_Short task_: Copy every row below word for word, leaving out the pictures.

^^^^

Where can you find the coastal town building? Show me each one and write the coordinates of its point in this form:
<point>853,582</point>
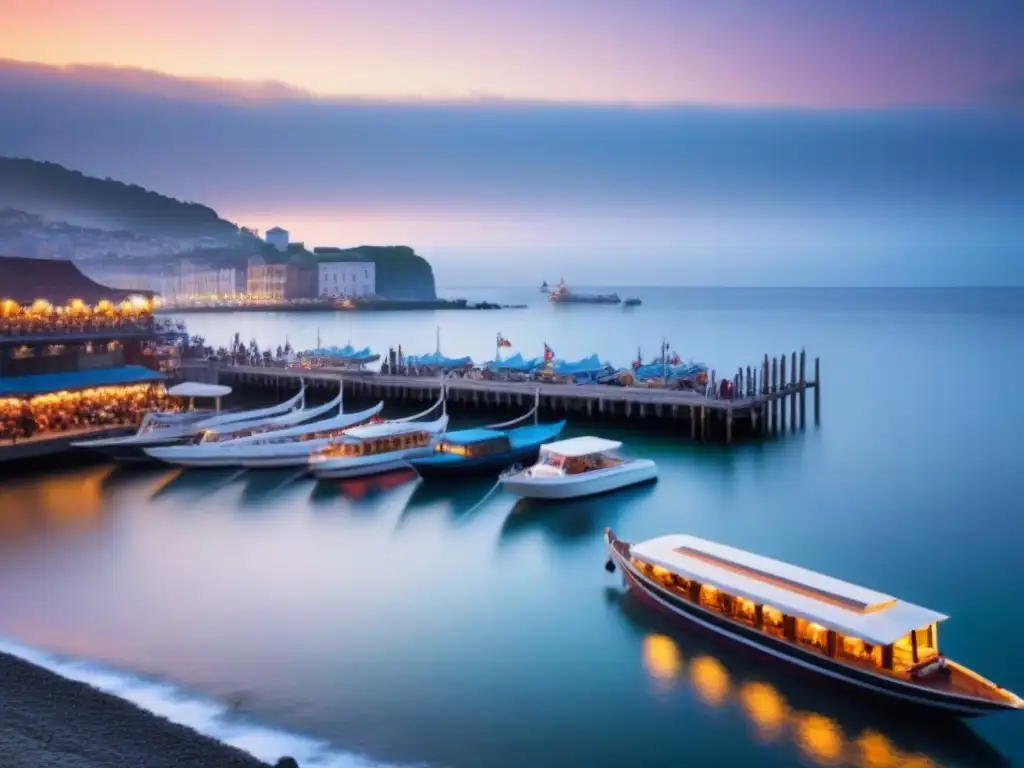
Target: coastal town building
<point>76,356</point>
<point>346,279</point>
<point>278,238</point>
<point>280,280</point>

^^^^

_Correct answer_:
Where can you find the coastal town building? Show me each one and write the coordinates of its point in this form:
<point>853,582</point>
Target: coastal town building
<point>76,356</point>
<point>346,279</point>
<point>278,238</point>
<point>280,280</point>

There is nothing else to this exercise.